▼
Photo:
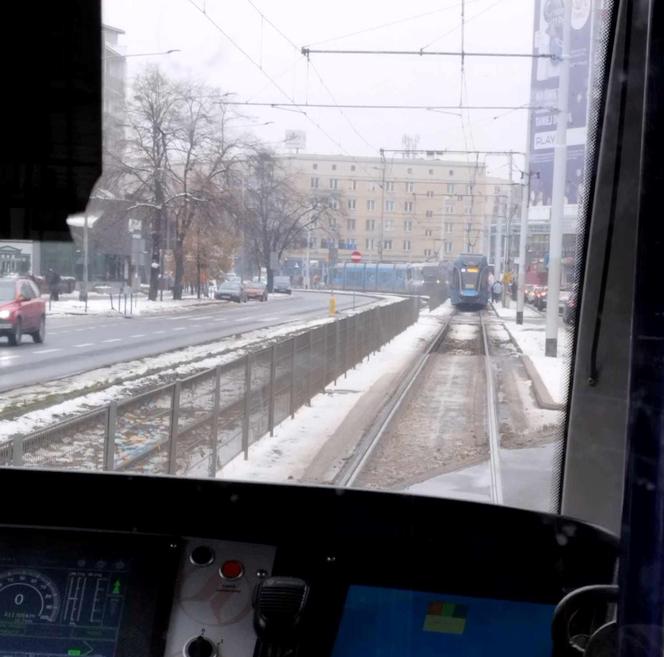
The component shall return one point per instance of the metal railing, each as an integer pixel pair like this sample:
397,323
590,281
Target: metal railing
▲
### Exercise details
Place every line of the rows above into a JSON list of strings, with one string per line and blank lines omitted. Leave the pictures out.

### Answer to this exercise
[
  "Photo:",
  "The component shall return one point per instance of the metal railing, each as an integer pixel pair like this sample:",
  "397,323",
  "590,281",
  "Target: metal railing"
]